What you should do:
Every record listed below should be copied exactly.

Data for analysis:
# # # #

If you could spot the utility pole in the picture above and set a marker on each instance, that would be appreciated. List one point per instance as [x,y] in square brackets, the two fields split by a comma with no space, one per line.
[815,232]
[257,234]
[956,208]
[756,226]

# # # #

Result:
If you could spot the utility pole in the picture above and set a marker on each instance, that would be appreciated. List one point per instance as [x,y] in square brackets, the two fields split by a comma with no space, one per line.
[815,232]
[257,234]
[956,208]
[756,226]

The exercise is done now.